* [Task inputs]
▬▬▬

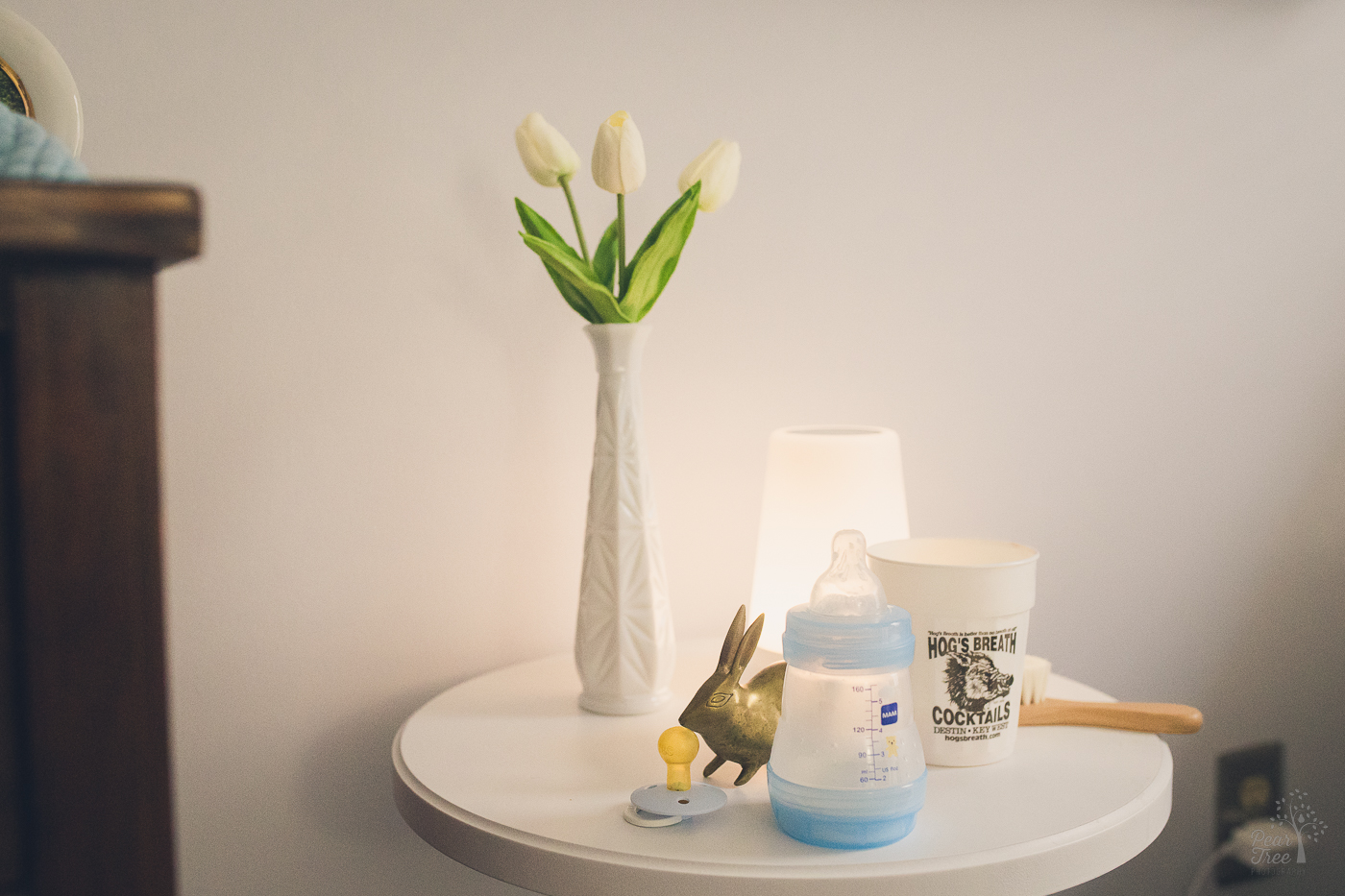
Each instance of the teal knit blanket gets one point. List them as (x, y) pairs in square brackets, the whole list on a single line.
[(29, 153)]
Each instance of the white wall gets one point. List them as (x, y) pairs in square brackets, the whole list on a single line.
[(1087, 257)]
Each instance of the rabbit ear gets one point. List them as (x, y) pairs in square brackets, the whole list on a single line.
[(748, 646), (730, 641)]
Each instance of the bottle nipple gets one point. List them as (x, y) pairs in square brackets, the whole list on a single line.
[(678, 747), (847, 587)]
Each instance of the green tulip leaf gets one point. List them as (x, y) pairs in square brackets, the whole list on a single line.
[(538, 227), (604, 257), (575, 272), (574, 298), (655, 260)]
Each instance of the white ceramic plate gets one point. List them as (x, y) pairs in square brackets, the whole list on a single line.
[(44, 78)]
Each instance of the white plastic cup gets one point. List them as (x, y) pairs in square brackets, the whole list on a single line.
[(968, 601)]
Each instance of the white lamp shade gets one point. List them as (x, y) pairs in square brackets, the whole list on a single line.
[(819, 480)]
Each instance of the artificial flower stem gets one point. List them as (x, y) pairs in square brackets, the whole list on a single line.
[(621, 240), (575, 213)]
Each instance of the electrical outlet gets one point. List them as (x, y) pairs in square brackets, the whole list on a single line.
[(1250, 782)]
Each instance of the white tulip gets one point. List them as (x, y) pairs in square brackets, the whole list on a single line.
[(547, 154), (619, 155), (717, 170)]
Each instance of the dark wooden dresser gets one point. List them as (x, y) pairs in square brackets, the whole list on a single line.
[(85, 781)]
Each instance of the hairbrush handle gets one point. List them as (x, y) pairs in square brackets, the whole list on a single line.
[(1159, 718)]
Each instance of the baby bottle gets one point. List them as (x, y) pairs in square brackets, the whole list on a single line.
[(846, 767)]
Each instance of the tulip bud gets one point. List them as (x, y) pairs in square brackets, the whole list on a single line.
[(547, 154), (717, 170), (619, 155)]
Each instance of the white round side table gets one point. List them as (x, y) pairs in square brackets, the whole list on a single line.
[(507, 775)]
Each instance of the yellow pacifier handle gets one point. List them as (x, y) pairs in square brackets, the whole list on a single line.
[(678, 747)]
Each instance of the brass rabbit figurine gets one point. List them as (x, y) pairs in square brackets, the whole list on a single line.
[(737, 722)]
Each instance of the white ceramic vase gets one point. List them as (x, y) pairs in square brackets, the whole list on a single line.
[(623, 642)]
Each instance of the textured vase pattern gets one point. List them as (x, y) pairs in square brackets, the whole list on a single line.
[(623, 643)]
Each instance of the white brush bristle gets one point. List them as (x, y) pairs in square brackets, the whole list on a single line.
[(1035, 674)]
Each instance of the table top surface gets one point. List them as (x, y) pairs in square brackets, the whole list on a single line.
[(507, 775)]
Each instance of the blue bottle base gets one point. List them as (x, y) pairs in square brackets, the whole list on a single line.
[(844, 818)]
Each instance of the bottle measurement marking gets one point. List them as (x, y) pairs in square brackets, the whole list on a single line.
[(873, 729)]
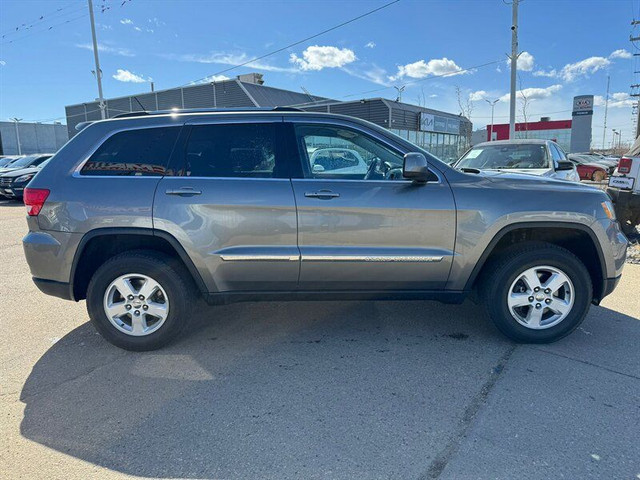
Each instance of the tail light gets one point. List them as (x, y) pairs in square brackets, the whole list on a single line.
[(34, 199), (624, 165)]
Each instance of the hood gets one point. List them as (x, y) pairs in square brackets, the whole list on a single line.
[(15, 173)]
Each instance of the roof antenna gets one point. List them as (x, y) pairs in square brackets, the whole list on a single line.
[(141, 106)]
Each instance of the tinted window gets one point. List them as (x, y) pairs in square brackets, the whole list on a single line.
[(338, 152), (134, 152), (505, 156), (242, 150)]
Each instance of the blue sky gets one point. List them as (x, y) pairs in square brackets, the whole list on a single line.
[(571, 47)]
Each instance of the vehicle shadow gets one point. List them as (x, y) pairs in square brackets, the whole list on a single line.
[(277, 390)]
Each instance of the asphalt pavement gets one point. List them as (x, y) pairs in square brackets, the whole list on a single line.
[(331, 390)]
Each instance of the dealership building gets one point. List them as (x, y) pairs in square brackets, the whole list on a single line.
[(446, 135), (572, 135), (25, 138)]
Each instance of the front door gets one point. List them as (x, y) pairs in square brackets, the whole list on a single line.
[(361, 226), (231, 206)]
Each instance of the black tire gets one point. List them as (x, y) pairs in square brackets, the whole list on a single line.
[(500, 274), (168, 272)]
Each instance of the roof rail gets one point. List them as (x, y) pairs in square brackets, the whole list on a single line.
[(206, 110)]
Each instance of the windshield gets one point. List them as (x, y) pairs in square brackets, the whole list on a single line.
[(505, 156)]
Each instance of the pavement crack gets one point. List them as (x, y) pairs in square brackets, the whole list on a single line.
[(585, 362), (440, 462)]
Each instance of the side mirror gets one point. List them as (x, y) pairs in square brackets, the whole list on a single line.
[(564, 165), (415, 167)]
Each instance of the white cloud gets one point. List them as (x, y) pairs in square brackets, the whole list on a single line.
[(534, 93), (127, 76), (617, 100), (373, 74), (620, 53), (316, 58), (525, 62), (590, 65), (214, 78), (477, 95), (224, 58), (542, 73), (422, 69), (123, 52)]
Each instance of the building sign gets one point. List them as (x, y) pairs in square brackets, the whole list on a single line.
[(582, 105), (436, 123), (581, 125)]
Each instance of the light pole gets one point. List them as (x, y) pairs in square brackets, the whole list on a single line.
[(514, 68), (15, 122), (493, 105), (95, 56)]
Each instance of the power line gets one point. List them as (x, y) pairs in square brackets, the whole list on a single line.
[(370, 12), (45, 17), (448, 74)]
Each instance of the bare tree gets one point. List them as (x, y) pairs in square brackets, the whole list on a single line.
[(465, 103), (524, 105)]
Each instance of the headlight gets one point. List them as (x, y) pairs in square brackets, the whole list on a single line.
[(608, 210), (24, 178)]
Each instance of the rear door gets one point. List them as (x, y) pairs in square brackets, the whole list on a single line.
[(231, 205), (367, 229)]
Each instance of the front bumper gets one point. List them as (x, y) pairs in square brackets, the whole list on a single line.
[(53, 288)]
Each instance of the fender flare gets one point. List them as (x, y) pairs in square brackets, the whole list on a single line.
[(101, 232), (517, 226)]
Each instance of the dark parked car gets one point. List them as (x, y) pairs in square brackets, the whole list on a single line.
[(12, 183)]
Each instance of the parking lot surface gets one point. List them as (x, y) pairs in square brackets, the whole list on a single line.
[(362, 390)]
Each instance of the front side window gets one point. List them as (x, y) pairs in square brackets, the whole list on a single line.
[(232, 150), (505, 156), (337, 152), (143, 152)]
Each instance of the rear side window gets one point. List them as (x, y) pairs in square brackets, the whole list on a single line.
[(232, 150), (134, 152)]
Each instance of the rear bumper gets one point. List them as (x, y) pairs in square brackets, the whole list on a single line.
[(53, 288)]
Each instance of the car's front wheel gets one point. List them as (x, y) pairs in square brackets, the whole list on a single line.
[(140, 300), (537, 293)]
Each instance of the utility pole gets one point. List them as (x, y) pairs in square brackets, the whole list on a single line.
[(15, 122), (606, 107), (493, 104), (514, 68), (101, 103)]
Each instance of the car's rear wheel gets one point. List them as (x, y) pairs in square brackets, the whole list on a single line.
[(140, 300), (537, 293)]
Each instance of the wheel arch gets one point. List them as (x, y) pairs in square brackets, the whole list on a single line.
[(558, 233), (98, 245)]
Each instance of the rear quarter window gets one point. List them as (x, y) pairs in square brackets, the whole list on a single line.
[(141, 152)]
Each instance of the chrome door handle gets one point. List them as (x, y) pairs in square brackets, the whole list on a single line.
[(183, 192), (322, 194)]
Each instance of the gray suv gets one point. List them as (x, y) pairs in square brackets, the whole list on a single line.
[(140, 215)]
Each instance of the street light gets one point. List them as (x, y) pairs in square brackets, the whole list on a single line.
[(493, 104), (15, 122)]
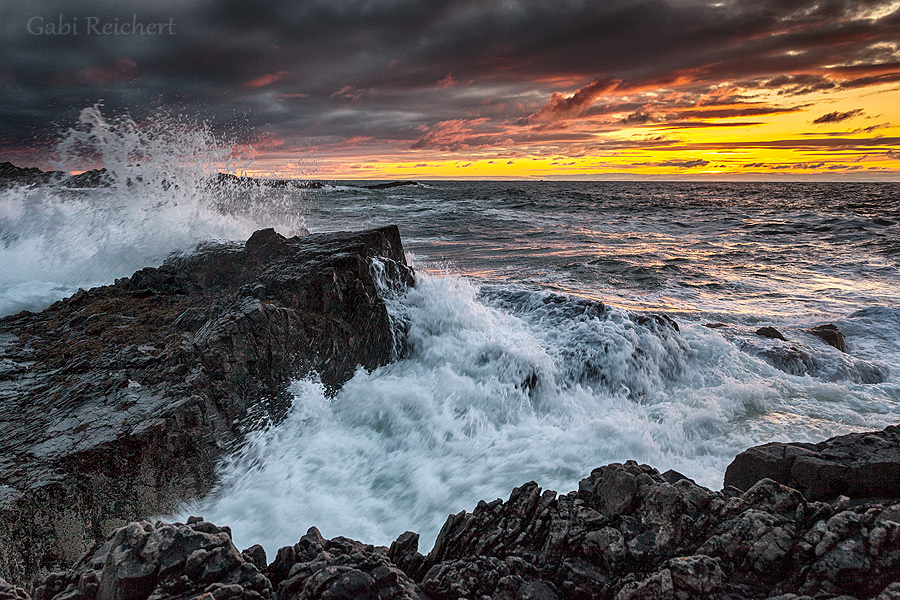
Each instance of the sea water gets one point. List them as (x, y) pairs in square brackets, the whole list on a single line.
[(528, 357)]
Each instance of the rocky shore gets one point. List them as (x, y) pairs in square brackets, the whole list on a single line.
[(627, 533), (118, 402)]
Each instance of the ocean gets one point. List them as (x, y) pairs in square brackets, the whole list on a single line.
[(533, 350)]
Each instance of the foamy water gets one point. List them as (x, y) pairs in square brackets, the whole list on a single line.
[(514, 373), (159, 200)]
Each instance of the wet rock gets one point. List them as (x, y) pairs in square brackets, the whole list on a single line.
[(627, 533), (9, 591), (770, 332), (390, 184), (830, 334), (161, 561), (118, 402), (859, 465), (340, 569)]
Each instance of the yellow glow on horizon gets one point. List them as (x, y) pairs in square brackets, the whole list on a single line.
[(776, 145)]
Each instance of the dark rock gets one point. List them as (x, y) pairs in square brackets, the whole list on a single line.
[(859, 465), (626, 534), (340, 569), (390, 184), (9, 591), (256, 554), (830, 334), (118, 402), (13, 175), (161, 561), (770, 332)]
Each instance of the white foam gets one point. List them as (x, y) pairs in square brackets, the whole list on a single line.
[(159, 200), (403, 446)]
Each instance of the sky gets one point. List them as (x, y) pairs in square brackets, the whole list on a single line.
[(416, 89)]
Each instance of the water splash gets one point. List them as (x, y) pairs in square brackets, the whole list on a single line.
[(160, 194), (503, 385)]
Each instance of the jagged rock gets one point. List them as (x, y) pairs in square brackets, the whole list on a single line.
[(830, 334), (116, 403), (9, 591), (339, 569), (163, 562), (859, 465), (770, 332), (389, 184), (626, 534)]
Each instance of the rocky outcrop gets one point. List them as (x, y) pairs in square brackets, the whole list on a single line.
[(830, 334), (858, 465), (816, 359), (626, 534), (117, 402)]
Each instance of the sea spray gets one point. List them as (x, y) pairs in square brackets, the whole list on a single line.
[(500, 385), (159, 195)]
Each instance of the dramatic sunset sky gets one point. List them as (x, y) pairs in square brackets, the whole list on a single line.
[(413, 89)]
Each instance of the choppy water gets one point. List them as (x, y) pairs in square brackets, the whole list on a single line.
[(513, 374)]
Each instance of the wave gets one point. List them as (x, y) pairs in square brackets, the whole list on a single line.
[(499, 385), (160, 196)]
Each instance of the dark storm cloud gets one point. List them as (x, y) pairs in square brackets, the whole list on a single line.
[(412, 73)]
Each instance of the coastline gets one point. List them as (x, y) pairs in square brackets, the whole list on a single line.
[(628, 532)]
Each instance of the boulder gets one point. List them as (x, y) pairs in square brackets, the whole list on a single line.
[(858, 465), (118, 402), (830, 334), (770, 332), (162, 561)]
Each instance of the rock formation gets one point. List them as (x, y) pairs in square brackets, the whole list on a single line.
[(118, 401), (859, 464), (628, 533)]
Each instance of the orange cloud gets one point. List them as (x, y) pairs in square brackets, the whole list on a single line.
[(562, 107), (264, 80)]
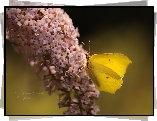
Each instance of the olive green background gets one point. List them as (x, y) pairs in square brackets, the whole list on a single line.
[(111, 30)]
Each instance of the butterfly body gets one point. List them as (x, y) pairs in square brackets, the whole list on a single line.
[(107, 70)]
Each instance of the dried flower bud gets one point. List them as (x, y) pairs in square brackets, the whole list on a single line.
[(47, 37)]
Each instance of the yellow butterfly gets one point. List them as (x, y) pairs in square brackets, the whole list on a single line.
[(107, 70)]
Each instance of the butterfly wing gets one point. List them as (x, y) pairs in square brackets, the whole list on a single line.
[(114, 61), (107, 70)]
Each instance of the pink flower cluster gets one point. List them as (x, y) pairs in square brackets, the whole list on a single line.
[(47, 37)]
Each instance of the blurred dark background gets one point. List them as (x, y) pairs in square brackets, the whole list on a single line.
[(127, 30)]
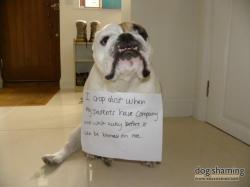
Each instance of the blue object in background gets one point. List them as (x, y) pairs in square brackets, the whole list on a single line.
[(111, 4)]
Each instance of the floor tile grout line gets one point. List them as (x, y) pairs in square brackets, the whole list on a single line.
[(34, 129)]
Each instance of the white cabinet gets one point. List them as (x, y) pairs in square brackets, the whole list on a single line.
[(83, 63)]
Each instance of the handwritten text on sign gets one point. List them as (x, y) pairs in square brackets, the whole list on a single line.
[(123, 125)]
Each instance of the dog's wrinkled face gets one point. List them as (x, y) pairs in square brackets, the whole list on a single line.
[(122, 51)]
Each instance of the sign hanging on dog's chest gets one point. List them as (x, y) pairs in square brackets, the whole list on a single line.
[(122, 125)]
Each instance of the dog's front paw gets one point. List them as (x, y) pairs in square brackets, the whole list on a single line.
[(52, 159), (150, 164)]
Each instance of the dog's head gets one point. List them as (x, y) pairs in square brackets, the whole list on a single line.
[(122, 51)]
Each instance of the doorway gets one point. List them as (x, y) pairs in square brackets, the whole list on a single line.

▬▬▬

* [Description of the task]
Reproduce the data verbatim from its beginning through the line containing "[(748, 646), (730, 641)]", including that line, and omit the pictures.

* [Correct response]
Each instance of the teal knit blanket gets one point. List them as (x, y) pairs in square brackets, the whole list on a single line.
[(29, 153)]
Each instance of the white wall gets one point. List them as (x, y) pairs in square brackets, the whole list on a single line.
[(1087, 257)]
Each instance of the rabbit ear gets one point. List them as (x, y) pairs in square brackets, the whole list on a single line.
[(748, 646), (730, 641)]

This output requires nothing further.